> _DOCUMENT EXCERPT_:
◆ ◆ ◆
Finding could lead to new diagnostic tests or asthma treatments
A gene that encodes a protein responsible for determining whether certain immune cells live or die shows subtle differences in some people with asthma, a team led by Johns Hopkins researchers reports in the June European Journal of Human Genetics.
The protein, known as Siglec-8, has been studied for more than a decade by a team led by Bruce S. Bochner, M.D., director of the Division of Allergy and Clinical Immunology at the Johns Hopkins University School of Medicine. Siglec-8, whose name is an acronym for sialic acid-binding, immunoglobulin-like lectin number 8, is present on the surfaces of a few types of immune cells, including eosinophils, basophils and mast cells. These different cell types have diverse but cooperative roles in normal immune function and allergic diseases. When functioning correctly, they play a valuable role in keeping the body healthy and infection-free. However, in conditions such as allergic reactions and asthma attacks, the cells unleash an overwhelming response that can harm the body more than it helps.
The researchers found in previous studies that when they bound antibodies or specially engineered sugar-coated polymers to the Siglec-8 protein on eosinophils, the cells promptly died, an effect that might be useful in stemming an allergy or asthma attack. Indeed, the Bochner lab is interested in pursuing the possibility of developing new therapies based on treatments that activate Siglec-8.
◆ ◆ ◆
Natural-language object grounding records
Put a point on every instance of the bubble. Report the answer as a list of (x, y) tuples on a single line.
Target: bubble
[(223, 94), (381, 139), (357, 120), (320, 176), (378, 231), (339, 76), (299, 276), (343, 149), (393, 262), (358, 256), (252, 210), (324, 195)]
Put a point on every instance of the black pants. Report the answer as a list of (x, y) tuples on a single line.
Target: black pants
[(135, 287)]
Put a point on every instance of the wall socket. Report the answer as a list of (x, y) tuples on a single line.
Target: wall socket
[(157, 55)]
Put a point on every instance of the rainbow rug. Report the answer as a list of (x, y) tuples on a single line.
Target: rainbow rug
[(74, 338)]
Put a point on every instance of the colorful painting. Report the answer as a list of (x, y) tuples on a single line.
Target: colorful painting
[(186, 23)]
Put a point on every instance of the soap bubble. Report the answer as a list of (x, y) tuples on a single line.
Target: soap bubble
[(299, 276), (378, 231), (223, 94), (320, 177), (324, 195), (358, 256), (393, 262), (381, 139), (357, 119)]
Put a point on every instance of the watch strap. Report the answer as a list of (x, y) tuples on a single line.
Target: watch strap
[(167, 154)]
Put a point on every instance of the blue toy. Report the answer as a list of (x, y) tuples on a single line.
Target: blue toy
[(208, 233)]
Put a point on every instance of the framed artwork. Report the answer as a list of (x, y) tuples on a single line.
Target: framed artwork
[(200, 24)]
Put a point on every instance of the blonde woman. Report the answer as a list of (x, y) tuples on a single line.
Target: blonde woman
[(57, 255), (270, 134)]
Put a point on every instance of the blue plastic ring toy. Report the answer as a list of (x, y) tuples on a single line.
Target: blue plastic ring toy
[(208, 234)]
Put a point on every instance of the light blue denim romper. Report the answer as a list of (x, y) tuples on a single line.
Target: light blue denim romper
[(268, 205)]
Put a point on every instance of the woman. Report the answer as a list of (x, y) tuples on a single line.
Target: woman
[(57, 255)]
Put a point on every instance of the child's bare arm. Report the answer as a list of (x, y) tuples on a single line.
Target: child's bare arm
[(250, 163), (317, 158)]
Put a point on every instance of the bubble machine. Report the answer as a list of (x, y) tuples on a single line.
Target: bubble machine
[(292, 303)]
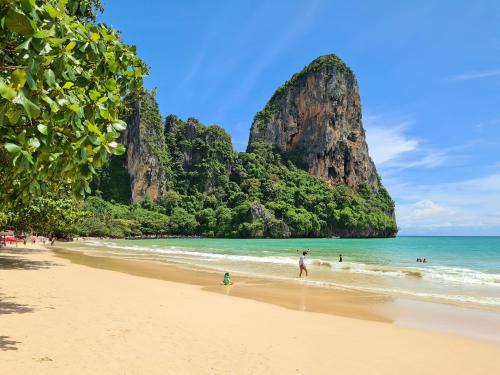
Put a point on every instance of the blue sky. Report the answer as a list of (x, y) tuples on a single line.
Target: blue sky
[(428, 71)]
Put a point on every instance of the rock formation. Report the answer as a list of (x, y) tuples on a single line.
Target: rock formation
[(146, 150), (315, 119)]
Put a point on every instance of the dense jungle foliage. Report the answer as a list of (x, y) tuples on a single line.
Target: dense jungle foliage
[(216, 192)]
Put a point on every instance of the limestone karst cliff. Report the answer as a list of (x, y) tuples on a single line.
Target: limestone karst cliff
[(315, 118), (306, 172), (146, 157)]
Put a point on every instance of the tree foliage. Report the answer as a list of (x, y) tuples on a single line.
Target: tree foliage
[(62, 80)]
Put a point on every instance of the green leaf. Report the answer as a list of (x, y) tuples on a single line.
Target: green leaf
[(42, 129), (24, 45), (28, 156), (12, 148), (119, 125), (50, 78), (118, 150), (18, 78), (6, 91), (18, 22), (30, 108)]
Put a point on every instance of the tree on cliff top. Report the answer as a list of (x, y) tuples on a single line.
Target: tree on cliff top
[(62, 80)]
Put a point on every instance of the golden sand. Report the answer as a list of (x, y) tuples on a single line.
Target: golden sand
[(62, 317)]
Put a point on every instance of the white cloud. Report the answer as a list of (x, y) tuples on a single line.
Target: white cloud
[(427, 208), (387, 142), (475, 75), (463, 207)]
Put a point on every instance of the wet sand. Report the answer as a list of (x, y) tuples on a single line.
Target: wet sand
[(63, 317)]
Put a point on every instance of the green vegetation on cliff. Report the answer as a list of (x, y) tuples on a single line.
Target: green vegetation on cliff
[(62, 80), (260, 193)]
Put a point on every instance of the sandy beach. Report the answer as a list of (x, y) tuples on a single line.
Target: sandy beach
[(60, 316)]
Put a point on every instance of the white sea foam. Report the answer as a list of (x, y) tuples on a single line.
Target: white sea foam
[(449, 275)]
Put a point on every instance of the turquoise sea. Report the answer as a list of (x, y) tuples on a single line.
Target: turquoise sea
[(459, 270)]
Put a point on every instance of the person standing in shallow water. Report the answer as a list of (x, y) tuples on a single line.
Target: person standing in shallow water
[(302, 263)]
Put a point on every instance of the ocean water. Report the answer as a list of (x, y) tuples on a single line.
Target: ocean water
[(459, 270)]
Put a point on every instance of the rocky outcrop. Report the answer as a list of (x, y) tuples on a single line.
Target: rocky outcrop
[(315, 119), (146, 150)]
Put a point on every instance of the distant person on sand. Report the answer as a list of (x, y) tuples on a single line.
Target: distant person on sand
[(302, 263)]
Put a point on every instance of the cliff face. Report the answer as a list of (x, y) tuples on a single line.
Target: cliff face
[(315, 119), (146, 150), (201, 156)]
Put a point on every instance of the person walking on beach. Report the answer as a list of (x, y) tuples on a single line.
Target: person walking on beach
[(302, 263)]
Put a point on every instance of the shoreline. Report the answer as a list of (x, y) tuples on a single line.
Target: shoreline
[(350, 303), (60, 317)]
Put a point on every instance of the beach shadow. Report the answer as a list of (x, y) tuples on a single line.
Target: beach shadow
[(8, 344), (8, 307), (17, 263), (20, 250)]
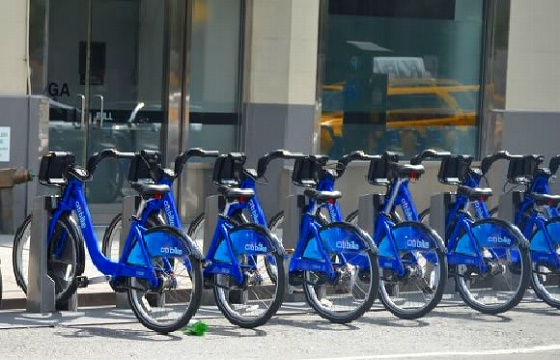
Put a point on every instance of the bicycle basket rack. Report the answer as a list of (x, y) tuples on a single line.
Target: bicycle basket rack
[(228, 169), (380, 170), (140, 167), (53, 166), (454, 169), (520, 170)]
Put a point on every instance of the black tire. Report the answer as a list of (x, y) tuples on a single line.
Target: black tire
[(545, 276), (20, 253), (110, 245), (355, 288), (420, 290), (352, 218), (65, 260), (507, 286), (259, 297), (180, 296)]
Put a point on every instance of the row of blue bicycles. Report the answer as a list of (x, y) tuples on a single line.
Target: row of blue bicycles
[(339, 267)]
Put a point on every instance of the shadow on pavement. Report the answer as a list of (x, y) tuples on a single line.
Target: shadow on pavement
[(94, 331)]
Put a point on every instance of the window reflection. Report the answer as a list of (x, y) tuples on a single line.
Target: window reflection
[(402, 76)]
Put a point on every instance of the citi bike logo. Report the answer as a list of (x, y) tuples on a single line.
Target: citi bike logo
[(418, 243), (169, 213), (351, 245), (81, 215), (256, 247), (406, 209), (171, 250), (499, 240)]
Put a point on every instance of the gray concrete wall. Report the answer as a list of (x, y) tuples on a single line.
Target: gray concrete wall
[(27, 118)]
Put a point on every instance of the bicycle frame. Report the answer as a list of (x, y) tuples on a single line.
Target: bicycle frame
[(73, 199)]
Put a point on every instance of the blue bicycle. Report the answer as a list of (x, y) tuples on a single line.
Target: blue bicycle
[(333, 298), (234, 266), (160, 268), (411, 255), (335, 262), (536, 214), (488, 257)]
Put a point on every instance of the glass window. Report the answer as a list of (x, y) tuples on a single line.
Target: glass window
[(401, 75), (214, 74)]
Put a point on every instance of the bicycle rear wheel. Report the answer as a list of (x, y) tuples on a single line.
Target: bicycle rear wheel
[(505, 253), (352, 292), (174, 302), (545, 277), (254, 301), (65, 259), (420, 251), (20, 253)]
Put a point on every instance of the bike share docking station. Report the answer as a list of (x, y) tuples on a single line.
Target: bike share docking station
[(41, 288)]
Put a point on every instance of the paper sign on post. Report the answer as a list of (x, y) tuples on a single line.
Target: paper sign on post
[(5, 143)]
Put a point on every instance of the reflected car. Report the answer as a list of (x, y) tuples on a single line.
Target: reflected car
[(410, 104)]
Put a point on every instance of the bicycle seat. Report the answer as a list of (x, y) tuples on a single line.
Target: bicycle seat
[(151, 191), (409, 170), (545, 199), (322, 196), (474, 193), (232, 194)]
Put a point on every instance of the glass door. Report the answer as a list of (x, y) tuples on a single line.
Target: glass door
[(109, 54)]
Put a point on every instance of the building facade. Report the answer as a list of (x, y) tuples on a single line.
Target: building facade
[(316, 76)]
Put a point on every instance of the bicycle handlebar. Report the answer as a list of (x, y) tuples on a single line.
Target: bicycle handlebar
[(554, 163), (107, 153), (429, 154), (276, 154), (181, 160)]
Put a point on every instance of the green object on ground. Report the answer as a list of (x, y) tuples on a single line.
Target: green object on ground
[(197, 329)]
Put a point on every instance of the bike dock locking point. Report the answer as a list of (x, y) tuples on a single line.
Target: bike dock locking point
[(439, 208), (130, 205), (40, 293), (293, 210), (508, 205)]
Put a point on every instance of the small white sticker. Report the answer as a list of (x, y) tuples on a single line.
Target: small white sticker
[(5, 143)]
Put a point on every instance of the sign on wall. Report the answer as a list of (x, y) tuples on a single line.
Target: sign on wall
[(4, 143)]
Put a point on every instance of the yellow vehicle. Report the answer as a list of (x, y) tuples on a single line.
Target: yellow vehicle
[(410, 104)]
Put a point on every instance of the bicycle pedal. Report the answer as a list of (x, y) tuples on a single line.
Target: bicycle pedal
[(295, 278)]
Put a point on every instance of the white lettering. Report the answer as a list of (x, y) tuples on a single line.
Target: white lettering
[(350, 245), (171, 251), (256, 247), (499, 239), (418, 243)]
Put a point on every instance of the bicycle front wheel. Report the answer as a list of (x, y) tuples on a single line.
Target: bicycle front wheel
[(353, 289), (65, 259), (20, 253), (254, 300), (417, 289), (501, 283), (169, 306)]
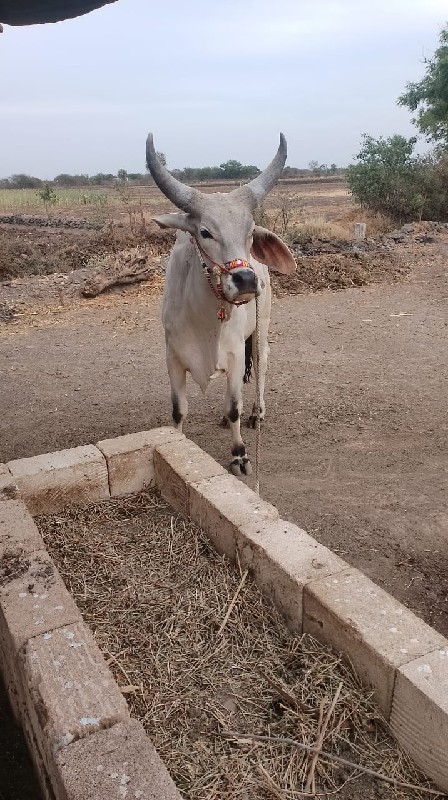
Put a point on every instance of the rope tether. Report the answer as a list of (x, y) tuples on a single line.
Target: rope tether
[(257, 395)]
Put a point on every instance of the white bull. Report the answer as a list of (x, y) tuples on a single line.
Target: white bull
[(216, 269)]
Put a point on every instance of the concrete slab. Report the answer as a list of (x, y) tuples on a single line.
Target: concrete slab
[(114, 764), (8, 487), (283, 559), (177, 466), (18, 531), (356, 617), (70, 691), (224, 506), (54, 481), (130, 461), (33, 600), (419, 718)]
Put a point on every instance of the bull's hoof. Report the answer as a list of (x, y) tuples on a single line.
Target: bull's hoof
[(241, 466)]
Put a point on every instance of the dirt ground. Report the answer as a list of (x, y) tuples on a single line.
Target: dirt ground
[(354, 448)]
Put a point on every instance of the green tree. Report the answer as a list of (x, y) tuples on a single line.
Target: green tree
[(388, 177), (48, 197), (429, 97)]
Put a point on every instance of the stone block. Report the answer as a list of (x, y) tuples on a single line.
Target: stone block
[(419, 718), (18, 533), (33, 600), (224, 507), (282, 559), (179, 464), (8, 487), (130, 460), (376, 632), (51, 482), (70, 692), (117, 763)]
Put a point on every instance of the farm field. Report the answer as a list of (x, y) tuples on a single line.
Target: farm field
[(354, 448)]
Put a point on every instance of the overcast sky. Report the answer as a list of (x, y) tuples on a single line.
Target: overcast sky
[(213, 80)]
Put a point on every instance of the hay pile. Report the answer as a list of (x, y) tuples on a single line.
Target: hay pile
[(156, 596)]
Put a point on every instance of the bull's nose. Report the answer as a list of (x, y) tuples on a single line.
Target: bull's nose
[(245, 281)]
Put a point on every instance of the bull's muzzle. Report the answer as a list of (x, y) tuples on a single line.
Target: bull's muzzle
[(244, 282)]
◆ ◆ ◆
> _WHAT TO WORK ON_:
1. Do these statements agree with the article on Siglec-8 and asthma? Answer yes or no for each, quoting the text's deciding words. (a) Siglec-8 is found on the surfaces of eosinophils, basophils and mast cells. (b) The team's findings appeared in the May European Journal of Human Genetics. (c) Binding antibodies to Siglec-8 on eosinophils caused the cells to multiply.
2. Can you carry on the article on Siglec-8 and asthma from its final sentence?
The records are separate material, unrelated to the article on Siglec-8 and asthma.

> _SOLVED PROBLEMS_:
1.
(a) Yes: "is present on the surfaces of a few types of immune cells, including eosinophils, basophils and mast cells"
(b) No: "reports in the June European Journal of Human Genetics"
(c) No: "the cells promptly died"

2.
Natural sugar-based molecules in the body fulfill a similar role in keeping eosinophils in check in healthy people, explains Bochner. However, he and his colleagues hypothesized, if Siglec-8 were compromised - perhaps through a mutation in the gene that produces this protein - people who carried such a mutation might be more susceptible to getting asthma or other immunological diseases because they might end up with extra eosinophils.
To test this idea, Bochner and his colleagues used data from Genomic Research on Asthma in the African Diaspora (GRAAD), a group of National Institutes of Health-funded studies of asthma in pediatric and adult African-American populations and one study of healthy African-Americans. The team examined DNA taken from 464 asthma patients and 471 healthy individuals who participated in these studies. They looked for single-letter differences in the genetic code, mutations called single nucleotide polymorphisms (SNPs, pronounced "snips"), that might be associated with a higher risk of asthma. Their results turned up a single SNP, called rs36498, which was associated with a significantly higher susceptibility to asthma.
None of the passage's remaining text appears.